● Objectives:
**1)** In the U-Boot patch email, what happens if the aliases mention a node that doesn't exist?
**2)** Rewrite the paragraph beginning "If no alias node is found" from the U-Boot patch email as a short list.

● Document passage:
--*--

All of lore.kernel.org
 help / color / mirror / Atom feed
From: Stephen Warren <swarren@nvidia.com>
To: u-boot@lists.denx.de
Subject: [U-Boot] [RFC PATCH 1/2] fdt: Add fdtdec_find_aliases() to deal with alias nodes
Date: Tue, 10 Jan 2012 14:41:49 -0700	[thread overview]
Message-ID: <4F0CB09D.2070400@nvidia.com> (raw)
In-Reply-To: <CAPnjgZ1JV3wm9UbYVV6oO3J+pPnXVAgLoLAeW8K86R6kmL7YEw@mail.gmail.com>

On 01/10/2012 02:22 PM, Simon Glass wrote:
> Hi Stephen,
> 
> On Tue, Jan 10, 2012 at 12:27 PM, Stephen Warren <swarren@nvidia.com> wrote:
>> On 12/26/2011 03:31 PM, Simon Glass wrote:
>>> Stephen Warren pointed out that we should use nodes whether or not they
>>> have an alias in the /aliases section. The aliases section specifies the
>>> order so far as it can, but is not essential. Operating without alisses
>>> is useful when the enumerated order of nodes does not matter (admittedly
>>> rare in U-Boot).
>> ...
>>> +/**
>>> + * Find the nodes for a peripheral and return a list of them in the correct
>>> + * order. This is used to enumerate all the peripherals of a certain type.
>>> + *
>>> + * To use this, optionally set up a /aliases node with alias properties for
>>> + * a peripheral. For example, for usb you could have:
>>> + *
>>> + * aliases {
>>> + *           usb0 = "/ehci at c5008000";
>>> + *           usb1 = "/ehci at c5000000";
>>> + * };
>>> + *
>>> + * Pass "usb" as the name to this function and will return a list of two
>>> + * nodes offsets: /ehci at c5008000 and ehci at c5000000.
>>> + *
>>> + * All nodes returned will match the compatible ID, as it is assumed that
>>> + * all peripherals use the same driver.
>>> + *
>>> + * If no alias node is found, then the node list will be returned in the
>>> + * order found in the fdt. If the aliases mention a node which doesn't
>>> + * exist, then this will be ignored. If nodes are found with no aliases,
>>> + * they will be added in any order.
>>> + *
>>> + * The array returned will not have any gaps.
> 
> Thanks for the detailed comments - much appreciated.

--*--

● Information given:

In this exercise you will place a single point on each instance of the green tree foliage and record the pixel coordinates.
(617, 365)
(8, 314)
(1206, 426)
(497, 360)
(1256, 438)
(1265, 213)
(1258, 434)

--*--

● Answers in order:
**1)** It is ignored.

**2)**
- With no alias node, the node list comes back in the order found in the fdt.
- Aliases that mention a nonexistent node are ignored.
- Nodes found without aliases are added in any order.